--- Start Records supplied ---

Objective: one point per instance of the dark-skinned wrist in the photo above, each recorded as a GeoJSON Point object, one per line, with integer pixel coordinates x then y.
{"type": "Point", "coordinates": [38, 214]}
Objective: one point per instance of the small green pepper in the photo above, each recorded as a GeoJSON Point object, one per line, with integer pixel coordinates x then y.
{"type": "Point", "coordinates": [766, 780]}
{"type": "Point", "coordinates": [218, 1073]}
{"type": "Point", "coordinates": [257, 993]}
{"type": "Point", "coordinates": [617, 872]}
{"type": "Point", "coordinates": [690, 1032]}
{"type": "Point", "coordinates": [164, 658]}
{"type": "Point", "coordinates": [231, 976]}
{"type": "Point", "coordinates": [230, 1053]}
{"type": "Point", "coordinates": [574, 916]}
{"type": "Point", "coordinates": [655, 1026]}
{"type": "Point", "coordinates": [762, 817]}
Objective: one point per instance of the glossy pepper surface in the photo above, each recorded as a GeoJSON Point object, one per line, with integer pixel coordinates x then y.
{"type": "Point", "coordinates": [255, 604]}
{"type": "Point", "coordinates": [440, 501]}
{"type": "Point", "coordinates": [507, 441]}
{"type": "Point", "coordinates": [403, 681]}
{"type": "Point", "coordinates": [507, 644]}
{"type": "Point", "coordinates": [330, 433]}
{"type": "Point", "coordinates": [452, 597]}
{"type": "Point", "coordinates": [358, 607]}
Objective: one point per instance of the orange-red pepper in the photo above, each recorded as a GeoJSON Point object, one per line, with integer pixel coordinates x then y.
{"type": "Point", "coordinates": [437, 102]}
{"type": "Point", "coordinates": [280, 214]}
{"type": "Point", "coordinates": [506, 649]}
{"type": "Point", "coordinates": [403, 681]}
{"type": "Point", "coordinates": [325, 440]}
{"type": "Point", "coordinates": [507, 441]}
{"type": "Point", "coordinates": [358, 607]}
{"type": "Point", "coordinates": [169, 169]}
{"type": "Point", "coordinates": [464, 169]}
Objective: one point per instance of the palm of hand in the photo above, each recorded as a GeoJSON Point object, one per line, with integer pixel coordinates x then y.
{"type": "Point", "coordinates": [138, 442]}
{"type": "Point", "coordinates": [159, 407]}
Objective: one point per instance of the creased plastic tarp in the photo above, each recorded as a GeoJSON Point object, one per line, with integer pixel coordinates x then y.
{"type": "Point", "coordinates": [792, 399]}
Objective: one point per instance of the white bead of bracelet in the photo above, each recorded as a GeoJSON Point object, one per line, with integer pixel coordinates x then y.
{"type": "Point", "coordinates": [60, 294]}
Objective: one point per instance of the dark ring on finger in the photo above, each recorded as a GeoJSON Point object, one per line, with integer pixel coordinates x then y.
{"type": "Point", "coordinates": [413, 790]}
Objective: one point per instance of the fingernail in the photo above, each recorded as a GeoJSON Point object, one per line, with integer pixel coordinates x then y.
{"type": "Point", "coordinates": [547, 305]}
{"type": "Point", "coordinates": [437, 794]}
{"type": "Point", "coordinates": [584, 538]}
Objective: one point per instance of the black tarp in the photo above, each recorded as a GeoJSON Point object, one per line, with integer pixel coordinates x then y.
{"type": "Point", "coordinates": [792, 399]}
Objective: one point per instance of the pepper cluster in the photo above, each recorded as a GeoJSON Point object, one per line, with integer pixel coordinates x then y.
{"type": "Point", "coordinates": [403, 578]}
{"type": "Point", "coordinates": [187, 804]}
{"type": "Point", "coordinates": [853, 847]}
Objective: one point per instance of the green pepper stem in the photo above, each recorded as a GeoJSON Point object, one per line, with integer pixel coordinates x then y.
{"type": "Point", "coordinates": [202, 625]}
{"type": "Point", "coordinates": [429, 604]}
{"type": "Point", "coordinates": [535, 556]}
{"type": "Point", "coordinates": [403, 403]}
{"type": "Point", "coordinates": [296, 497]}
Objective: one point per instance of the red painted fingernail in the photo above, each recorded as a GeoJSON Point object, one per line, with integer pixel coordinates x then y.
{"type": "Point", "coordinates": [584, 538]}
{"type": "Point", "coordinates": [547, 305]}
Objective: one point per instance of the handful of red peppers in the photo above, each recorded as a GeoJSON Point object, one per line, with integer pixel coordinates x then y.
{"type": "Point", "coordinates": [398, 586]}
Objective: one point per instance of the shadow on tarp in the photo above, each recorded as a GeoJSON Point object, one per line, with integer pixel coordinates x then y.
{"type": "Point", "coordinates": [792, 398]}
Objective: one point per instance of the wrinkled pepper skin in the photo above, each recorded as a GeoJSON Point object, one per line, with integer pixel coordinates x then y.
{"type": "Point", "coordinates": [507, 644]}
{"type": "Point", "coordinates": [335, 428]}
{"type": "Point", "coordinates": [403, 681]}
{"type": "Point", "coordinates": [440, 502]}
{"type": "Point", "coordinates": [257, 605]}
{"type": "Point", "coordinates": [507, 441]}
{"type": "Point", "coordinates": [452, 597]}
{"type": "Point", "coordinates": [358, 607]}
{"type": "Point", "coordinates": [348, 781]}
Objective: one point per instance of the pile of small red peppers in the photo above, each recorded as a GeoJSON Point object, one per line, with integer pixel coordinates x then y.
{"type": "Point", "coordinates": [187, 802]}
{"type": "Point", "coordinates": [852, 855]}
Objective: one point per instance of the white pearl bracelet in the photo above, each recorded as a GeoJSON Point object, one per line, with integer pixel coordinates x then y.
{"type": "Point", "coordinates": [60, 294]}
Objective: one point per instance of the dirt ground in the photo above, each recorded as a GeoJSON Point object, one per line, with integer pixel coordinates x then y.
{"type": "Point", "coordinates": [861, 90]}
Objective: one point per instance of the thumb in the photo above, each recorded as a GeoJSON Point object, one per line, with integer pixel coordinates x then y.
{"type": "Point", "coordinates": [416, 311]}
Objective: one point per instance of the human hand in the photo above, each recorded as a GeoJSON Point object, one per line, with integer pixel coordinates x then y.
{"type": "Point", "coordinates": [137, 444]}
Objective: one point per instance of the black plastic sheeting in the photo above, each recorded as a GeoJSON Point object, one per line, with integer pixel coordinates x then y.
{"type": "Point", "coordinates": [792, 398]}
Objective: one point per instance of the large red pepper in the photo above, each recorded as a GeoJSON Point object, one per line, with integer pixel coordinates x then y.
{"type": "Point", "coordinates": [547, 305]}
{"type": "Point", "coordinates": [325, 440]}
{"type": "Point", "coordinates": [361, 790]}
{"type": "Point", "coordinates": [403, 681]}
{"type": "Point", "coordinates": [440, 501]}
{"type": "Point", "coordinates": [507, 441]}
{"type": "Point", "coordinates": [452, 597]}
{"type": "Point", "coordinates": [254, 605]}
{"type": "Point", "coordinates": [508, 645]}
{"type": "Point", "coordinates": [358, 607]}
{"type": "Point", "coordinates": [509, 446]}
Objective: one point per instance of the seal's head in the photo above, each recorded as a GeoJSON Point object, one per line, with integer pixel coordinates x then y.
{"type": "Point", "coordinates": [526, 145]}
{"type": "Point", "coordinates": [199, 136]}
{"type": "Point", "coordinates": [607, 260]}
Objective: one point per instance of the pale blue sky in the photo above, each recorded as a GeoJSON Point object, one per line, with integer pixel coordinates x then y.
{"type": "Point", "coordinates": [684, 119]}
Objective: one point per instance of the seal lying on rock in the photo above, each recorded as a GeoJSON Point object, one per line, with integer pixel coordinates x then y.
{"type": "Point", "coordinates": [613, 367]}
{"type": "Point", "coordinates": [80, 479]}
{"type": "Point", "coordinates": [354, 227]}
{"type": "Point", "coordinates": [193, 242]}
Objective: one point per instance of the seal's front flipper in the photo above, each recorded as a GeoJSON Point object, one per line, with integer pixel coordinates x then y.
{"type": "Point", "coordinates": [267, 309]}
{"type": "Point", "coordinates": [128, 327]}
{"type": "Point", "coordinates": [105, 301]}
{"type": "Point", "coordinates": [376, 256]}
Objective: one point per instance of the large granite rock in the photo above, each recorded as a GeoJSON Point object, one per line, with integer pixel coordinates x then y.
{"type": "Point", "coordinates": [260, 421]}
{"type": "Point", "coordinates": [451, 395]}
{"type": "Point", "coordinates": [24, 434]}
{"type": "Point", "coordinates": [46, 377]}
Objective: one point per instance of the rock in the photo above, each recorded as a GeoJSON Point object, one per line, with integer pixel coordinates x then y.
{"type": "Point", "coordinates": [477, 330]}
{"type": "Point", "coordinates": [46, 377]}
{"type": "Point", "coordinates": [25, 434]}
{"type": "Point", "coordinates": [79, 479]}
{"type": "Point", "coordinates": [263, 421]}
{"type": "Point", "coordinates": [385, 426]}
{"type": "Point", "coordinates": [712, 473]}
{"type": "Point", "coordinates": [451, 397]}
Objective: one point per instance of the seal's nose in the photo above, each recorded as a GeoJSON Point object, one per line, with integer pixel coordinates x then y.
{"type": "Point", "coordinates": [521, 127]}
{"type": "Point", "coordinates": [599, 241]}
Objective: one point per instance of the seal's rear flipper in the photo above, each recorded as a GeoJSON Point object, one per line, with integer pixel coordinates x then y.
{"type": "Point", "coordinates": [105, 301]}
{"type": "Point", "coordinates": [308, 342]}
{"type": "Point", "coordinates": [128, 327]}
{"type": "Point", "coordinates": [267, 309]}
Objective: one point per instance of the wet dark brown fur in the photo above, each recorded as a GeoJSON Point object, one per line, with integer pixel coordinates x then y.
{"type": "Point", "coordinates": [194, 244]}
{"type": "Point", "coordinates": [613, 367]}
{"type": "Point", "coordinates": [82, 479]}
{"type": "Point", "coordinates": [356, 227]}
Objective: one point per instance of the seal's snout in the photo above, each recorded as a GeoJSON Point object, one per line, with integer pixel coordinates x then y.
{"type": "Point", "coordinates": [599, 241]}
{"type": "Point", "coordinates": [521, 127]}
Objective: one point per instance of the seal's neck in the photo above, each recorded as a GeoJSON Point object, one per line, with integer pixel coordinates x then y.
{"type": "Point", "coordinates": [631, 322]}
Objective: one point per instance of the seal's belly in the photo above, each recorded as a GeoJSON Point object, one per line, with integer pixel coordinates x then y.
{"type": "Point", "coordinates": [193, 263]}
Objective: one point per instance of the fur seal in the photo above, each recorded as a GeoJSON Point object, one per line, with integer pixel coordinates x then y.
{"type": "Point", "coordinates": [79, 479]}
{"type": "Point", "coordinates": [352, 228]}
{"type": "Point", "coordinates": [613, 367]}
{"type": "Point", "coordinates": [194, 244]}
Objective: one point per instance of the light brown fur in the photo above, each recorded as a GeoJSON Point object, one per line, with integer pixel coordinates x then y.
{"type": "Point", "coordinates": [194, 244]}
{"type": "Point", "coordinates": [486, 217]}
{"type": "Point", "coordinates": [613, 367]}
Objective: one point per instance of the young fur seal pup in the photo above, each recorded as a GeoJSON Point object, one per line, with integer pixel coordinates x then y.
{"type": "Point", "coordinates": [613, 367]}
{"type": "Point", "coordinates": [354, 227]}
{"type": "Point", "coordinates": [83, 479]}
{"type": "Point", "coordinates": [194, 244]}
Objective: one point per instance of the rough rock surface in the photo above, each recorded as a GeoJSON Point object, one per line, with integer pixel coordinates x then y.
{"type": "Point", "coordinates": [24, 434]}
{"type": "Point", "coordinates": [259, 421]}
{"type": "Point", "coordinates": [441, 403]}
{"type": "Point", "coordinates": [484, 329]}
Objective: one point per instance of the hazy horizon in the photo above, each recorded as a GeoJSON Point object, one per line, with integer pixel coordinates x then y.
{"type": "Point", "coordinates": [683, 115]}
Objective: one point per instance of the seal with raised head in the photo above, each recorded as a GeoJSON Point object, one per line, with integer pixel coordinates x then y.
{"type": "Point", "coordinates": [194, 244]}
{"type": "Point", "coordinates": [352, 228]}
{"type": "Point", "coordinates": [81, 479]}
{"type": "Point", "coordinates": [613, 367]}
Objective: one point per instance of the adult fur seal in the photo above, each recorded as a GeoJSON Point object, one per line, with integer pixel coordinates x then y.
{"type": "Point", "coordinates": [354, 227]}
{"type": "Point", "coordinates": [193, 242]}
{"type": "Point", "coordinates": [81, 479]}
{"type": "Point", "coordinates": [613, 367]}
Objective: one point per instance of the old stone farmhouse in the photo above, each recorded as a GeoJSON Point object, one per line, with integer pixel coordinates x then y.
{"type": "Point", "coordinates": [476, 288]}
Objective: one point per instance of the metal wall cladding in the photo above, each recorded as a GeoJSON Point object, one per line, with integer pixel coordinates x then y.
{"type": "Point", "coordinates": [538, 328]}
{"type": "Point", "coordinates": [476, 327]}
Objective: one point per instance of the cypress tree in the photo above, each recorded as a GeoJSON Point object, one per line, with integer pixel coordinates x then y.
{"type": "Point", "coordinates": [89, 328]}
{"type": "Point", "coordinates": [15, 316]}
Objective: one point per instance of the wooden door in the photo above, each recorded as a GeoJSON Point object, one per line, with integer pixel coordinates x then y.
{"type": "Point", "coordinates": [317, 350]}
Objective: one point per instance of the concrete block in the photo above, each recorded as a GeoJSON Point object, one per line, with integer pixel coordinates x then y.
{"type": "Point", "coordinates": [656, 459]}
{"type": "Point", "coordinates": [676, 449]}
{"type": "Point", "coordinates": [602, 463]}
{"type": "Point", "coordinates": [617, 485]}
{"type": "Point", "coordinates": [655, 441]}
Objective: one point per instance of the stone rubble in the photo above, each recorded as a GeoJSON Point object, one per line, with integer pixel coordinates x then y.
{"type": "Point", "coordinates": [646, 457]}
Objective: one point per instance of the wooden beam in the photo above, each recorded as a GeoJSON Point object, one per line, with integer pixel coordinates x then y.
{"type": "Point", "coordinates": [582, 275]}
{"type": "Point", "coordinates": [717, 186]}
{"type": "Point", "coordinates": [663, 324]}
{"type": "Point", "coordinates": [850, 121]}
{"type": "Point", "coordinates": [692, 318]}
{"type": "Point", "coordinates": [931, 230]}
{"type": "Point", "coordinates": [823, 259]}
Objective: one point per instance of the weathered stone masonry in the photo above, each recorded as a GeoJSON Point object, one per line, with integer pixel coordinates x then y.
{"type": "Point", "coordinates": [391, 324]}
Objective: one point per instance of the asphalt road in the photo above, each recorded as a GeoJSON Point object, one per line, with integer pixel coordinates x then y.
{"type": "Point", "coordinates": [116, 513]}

--- End Records supplied ---

Quote only the lines from the line containing "Objective: one point per instance of the stone" through the end of the entries, keeping the first and the last.

## Reply to the exercise:
Objective: one point per instance of the stone rubble in the photo above, each recorded as a GeoJSON Point object, one per line, with integer pixel coordinates x then y.
{"type": "Point", "coordinates": [646, 457]}
Objective: one point per instance of the wooden beam in the photo above, each recorded as a GeoJSON Point object, one per line, with integer pixel coordinates x then y.
{"type": "Point", "coordinates": [582, 275]}
{"type": "Point", "coordinates": [717, 186]}
{"type": "Point", "coordinates": [663, 324]}
{"type": "Point", "coordinates": [850, 121]}
{"type": "Point", "coordinates": [692, 318]}
{"type": "Point", "coordinates": [931, 230]}
{"type": "Point", "coordinates": [823, 259]}
Objective: one point per instance of the weathered stone masonry in the photo above, each recorded as a GeoJSON Point object, one per line, with integer pixel coordinates x then y.
{"type": "Point", "coordinates": [391, 324]}
Objective: one point per instance of the asphalt road in the photo above, each recorded as a GeoJSON Point object, one per line, with integer pixel coordinates x then y.
{"type": "Point", "coordinates": [116, 513]}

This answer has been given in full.